課題の内容 → 以下のリストのすべての行を、依頼文も含めて書き直し、解答にある座標の数値だけを1.55倍して整数に丸めてください（0.5は切り上げ）。依頼文や書式例の数値はそのまま残し、画像は出力に含めないでください。

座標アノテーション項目
● ● ● ● ● ● ●

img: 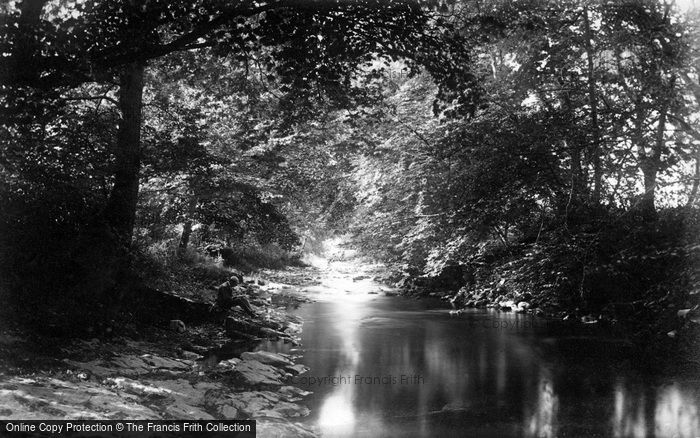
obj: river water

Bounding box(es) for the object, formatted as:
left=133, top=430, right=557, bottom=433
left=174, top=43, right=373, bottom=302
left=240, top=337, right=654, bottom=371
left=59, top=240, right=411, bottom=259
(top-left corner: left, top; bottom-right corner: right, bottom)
left=261, top=272, right=700, bottom=438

● ● ● ● ● ● ●

出力結果 →
img: 
obj: river water

Bounding box(es) for the object, formatted as:
left=133, top=430, right=557, bottom=433
left=174, top=43, right=373, bottom=302
left=240, top=337, right=654, bottom=371
left=59, top=240, right=411, bottom=259
(top-left corner: left, top; bottom-right corner: right, bottom)
left=405, top=422, right=1085, bottom=679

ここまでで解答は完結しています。